FPGARelated.com
Forums

Implementing five stage pipeline

Started by vssumesh October 15, 2005
Hi all,
Thinking of a 5 stage pipeline risc.
1. fetch
2. decode
3. execute
4. buffer
5. write back
  The result of execution stage is buffered at the +ve edge of the
buffer cycle. And this works if we enable the data forwarding method.
And the next instruction will get the updated values from the buffer
register at its execution stage. And the buffered data will be placed
to memory ony at the write back stage.
  My doubt is if this is true where will we buffer the output of the
execution stage of the second instruction at the +ve edge of its buffer
cycle as the buffer is still holding the result of the previous
instruction.
  I am a beginer to these type of things. This is similar to the ARM9
pipeline. Whats their way of tackling this situation.

Some body please advice me in this issue as i am still wondering aout
what to do ???

vssumesh wrote:
> Hi all, > Thinking of a 5 stage pipeline risc. > 1. fetch > 2. decode > 3. execute > 4. buffer > 5. write back > The result of execution stage is buffered at the +ve edge of the > buffer cycle. And this works if we enable the data forwarding method. > And the next instruction will get the updated values from the buffer > register at its execution stage. And the buffered data will be placed > to memory ony at the write back stage. > My doubt is if this is true where will we buffer the output of the > execution stage of the second instruction at the +ve edge of its buffer > cycle as the buffer is still holding the result of the previous > instruction. > I am a beginer to these type of things. This is similar to the ARM9 > pipeline. Whats their way of tackling this situation.
Really its a bit strange that a complete beginner would jump into the deep end when in the past we went through some baby steps 1st. Are you doing this in Verilog/VHDL or C or some other academic cpu design tool? You do have the Hennessy-Patterson book right (from MKP)? Not actually in this book but one radical suggestion I have is to throw this horrible design model away and do a multi threaded architecture. You replace one set of cycle sucking performance limits with a much simpler thread engine that ultimately boils down to a 2 or so bit counter in state control. Such a design can run around 2x as fast as the single threaded design at circuit levels, and that 2x can be traded back for many simplifications to get back same speed but with much less hardware. Definitely you don't need register forwarding, or hazard logic detection logic in MTA designs, but you do end up with a couple of threads for the end user to deal with. Many more issues there. John gmail or transputer2 at yahoo
But i just can do that because i am building this to imitate ARM
pipeline.

I'm not familiar with ARM cores, so I can't help you emulate their
architecture.  My advice would be to read datasheets for ARM cores, if
they're available, but they're probably not.  It seems to me that if
they gave away their architecture (the world knew it) and they already
"give away" their instruction set they would have no product anymore.

◆ **Stored items**
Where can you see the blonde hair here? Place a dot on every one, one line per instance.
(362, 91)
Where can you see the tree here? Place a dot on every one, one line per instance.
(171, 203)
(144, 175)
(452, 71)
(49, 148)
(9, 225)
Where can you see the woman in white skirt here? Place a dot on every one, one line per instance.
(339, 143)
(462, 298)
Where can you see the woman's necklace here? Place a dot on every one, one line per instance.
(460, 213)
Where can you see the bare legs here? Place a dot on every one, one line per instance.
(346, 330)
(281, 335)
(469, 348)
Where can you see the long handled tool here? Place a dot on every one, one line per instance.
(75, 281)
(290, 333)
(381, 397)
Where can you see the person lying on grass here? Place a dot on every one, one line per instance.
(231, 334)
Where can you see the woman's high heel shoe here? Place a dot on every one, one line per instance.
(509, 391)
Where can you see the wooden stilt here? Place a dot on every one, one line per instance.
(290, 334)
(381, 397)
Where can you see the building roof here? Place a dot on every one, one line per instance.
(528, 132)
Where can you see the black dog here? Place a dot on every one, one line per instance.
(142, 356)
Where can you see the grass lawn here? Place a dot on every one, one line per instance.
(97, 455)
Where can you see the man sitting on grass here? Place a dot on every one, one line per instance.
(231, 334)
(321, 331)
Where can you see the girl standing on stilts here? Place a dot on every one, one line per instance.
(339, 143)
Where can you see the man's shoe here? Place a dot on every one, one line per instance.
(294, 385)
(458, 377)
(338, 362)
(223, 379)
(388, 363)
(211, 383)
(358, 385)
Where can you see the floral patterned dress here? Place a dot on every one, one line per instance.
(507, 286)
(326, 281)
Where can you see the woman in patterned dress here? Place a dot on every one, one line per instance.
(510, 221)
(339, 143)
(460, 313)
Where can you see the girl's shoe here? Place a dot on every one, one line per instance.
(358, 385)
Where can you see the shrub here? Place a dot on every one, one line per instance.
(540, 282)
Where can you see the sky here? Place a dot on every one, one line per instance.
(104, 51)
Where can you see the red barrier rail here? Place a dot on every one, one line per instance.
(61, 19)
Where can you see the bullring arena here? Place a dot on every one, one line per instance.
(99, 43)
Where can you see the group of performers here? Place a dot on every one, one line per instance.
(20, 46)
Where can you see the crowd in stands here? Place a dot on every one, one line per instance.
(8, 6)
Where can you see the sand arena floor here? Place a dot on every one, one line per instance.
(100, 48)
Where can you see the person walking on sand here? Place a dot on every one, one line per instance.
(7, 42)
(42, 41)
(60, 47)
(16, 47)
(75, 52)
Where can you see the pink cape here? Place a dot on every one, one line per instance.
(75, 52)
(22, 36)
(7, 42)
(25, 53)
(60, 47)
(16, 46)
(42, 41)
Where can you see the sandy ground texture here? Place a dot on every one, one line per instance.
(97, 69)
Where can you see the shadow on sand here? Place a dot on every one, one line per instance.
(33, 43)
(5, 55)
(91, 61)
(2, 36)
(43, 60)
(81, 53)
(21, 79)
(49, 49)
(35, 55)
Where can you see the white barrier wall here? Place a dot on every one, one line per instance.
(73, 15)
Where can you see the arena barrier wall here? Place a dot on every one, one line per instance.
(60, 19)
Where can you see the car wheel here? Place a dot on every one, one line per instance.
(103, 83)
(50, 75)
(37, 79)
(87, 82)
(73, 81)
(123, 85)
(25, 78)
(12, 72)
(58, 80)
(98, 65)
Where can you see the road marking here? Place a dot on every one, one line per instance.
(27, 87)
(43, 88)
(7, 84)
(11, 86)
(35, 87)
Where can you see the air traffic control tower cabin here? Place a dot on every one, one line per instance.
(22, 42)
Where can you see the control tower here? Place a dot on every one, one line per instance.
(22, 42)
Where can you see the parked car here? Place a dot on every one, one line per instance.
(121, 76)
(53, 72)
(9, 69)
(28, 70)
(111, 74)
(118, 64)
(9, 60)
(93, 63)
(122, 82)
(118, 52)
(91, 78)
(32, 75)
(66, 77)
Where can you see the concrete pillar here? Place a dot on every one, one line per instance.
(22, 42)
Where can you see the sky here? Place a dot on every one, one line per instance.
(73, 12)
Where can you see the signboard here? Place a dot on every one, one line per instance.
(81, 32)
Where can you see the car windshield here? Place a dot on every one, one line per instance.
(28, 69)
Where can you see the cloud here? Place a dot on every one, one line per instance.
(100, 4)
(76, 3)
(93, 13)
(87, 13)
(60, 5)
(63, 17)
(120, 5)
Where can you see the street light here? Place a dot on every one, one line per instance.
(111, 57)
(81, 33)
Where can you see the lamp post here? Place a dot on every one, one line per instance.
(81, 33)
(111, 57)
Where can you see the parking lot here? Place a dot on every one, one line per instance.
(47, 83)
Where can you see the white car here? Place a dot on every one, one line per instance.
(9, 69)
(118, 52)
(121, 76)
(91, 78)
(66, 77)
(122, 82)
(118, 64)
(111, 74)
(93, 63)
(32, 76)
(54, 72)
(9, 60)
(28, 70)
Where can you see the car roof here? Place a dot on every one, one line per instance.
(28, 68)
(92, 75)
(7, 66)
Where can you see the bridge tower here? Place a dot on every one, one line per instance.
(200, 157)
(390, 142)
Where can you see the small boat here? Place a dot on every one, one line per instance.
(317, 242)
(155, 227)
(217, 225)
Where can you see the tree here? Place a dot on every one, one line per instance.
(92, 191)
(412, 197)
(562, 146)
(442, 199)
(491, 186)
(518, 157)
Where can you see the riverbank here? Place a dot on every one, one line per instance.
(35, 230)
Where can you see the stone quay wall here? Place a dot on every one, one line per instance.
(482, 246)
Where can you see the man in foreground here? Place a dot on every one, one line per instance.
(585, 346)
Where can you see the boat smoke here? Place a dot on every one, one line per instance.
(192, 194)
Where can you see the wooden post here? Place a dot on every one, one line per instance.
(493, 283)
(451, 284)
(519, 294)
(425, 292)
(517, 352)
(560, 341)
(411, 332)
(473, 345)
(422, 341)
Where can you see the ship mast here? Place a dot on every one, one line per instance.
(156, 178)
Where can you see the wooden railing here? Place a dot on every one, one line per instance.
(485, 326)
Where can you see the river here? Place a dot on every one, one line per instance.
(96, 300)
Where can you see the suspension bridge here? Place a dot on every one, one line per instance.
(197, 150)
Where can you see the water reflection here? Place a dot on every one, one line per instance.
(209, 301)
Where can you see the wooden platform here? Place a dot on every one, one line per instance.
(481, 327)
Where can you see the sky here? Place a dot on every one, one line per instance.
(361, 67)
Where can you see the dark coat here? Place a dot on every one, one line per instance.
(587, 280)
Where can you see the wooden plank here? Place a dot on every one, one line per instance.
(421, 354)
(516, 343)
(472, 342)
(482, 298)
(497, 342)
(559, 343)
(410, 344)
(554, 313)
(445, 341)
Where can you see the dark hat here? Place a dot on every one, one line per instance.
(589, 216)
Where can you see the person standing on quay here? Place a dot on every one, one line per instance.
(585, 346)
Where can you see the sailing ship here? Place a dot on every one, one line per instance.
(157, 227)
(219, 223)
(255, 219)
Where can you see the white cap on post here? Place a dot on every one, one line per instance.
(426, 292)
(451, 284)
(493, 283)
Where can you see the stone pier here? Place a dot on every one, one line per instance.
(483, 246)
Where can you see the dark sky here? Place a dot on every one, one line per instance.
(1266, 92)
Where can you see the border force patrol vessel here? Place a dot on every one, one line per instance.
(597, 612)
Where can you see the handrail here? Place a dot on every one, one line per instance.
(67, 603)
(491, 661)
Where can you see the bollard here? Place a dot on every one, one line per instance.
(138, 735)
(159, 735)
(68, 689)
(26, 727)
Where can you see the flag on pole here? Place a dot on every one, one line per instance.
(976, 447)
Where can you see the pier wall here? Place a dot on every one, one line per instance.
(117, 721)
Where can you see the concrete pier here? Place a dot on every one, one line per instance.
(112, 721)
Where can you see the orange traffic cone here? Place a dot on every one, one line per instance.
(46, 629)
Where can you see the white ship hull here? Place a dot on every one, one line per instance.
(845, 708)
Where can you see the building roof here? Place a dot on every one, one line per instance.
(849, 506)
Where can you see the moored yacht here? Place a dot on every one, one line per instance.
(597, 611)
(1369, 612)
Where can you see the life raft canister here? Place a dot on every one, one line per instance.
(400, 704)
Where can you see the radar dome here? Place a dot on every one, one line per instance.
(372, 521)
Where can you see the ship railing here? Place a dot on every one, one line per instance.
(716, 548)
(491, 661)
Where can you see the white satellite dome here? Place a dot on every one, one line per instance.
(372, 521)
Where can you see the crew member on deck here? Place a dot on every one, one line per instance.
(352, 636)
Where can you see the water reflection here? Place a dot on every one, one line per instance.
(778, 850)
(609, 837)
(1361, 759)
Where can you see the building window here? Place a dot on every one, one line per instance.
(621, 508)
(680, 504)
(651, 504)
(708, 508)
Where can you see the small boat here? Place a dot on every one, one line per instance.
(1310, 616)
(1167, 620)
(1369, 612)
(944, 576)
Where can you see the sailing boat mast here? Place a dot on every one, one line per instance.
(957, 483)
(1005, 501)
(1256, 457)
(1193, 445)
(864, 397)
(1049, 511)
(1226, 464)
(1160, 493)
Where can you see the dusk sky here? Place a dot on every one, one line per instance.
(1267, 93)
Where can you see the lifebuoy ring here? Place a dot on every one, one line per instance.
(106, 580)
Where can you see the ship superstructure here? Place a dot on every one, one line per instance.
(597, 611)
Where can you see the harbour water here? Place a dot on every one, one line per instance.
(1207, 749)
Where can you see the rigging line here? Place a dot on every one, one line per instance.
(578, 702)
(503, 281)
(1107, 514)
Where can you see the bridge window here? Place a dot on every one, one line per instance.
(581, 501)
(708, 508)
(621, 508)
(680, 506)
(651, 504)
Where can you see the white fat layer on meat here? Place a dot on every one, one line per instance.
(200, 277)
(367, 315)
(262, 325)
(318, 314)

◆ **Direction**
Continue the forum thread about implementing a five-stage pipeline, starting after its last sentence.

◆ **Reply to the task**
I suppose their implementation is probably pretty good, but still
architecture is a major part of design.

My question for John though is what do you mean by a threaded
architecture?  I don't see how adding a second core will make the first
one run twice as fast.  It seems to me each "thread" needs to be
independent enough to have its own pipeline.  If each has its own
pipeline, register forwarding and hazard logic are going to be needed.
If you didn't have those I suppose you could just bubble the pipeline,
but that seems pretty wasteful.

The big problem I see with multi-core FPGA based processors is that
it's very easy to be memory bound in an FPGA.  Fetch from an SDRAM is
only so fast.  I know you can put several of them in parallel to
improve performance and I suppose that would do it, but the limits are
definitely close without some good caching schemes.  Unfortunately, it
seems that associative caches are very expensive to implement in an
FPGA.

-Arlen

The real problem here is that the H & P comp arch bible and most books
that repeat the same material don't teach anyone today how to do
anything that doesn't look like a DLX so tough if you have to figure it
out yourself. This is esp true for MTA design, a much overlooked
technique.

Now MTA (multi threaded architecture) isn't even new, it goes back to
the 50s in previous century (the one that starts with 1). The idea is
really simple, very familiar to DSP people who do a lot of
transposition between parallel & serial DSP, bit wise v word wise.

I will elaborate a simple design that works well for me at 300MHz in
V2Pro and still uses only < 500 FFs LUT sites (not the 1000 typically
needed for 32b work) but not complete in some opcode decodes.

I use a single Blockram to hold 4 sets of state, 128 by 32 bit words
each. That is further split  for each thread, half for register file
and half for ICache. The RFile  therefore gives 64 regs, and the ICache
or queue is 128 16 bit opcodes (or 64 32b opcodes or 256 8b opcodes)..
Please don't ever do 8b opcodes!

The primary controller is a 3 bit counter counting through 8 states, b0
is used for odd,even for each instruction slot. B1,2 used to
distuinguish which thread is in effect.

The odd,even bit lets me do 32bit math over 2 clocks 16b at a time. It
also lets me get 2 operand reads and a later write back paired with an
early opcode fetch in 2 cycles so its 4 way ported. These reads,
writes, Ifetch are for 3 different threads though. All Blockram
accesses are 32b wide. The datapath takes 32b every other cycle for x,y
inputs and 5 clocks later returns z 32b result on opposite phase to
Blockram. At same phase, another opcode pair is fetched.

The big bang is that the design clocks at the limit of the Blockram, or
16b add or 3 LUTs of logic which is about 2x faster than the usual 32b
flat single thread pipelines. The usual instruction decision logic that
is often crammed into 1 pipeline, now straddles 8 pipelines so very
little logic needed between pipes.

Now thread i+0 reads data operands in clock t0 but writes results back
at t5 and later in next opcode for that thread reads operands in t8,
same for t16 & so on.

Thread i+0 uses t0,t5,  t8,t13 etc   for reg reads & writes
Thread i+1 uses t1,t6,   t9,t14 etc.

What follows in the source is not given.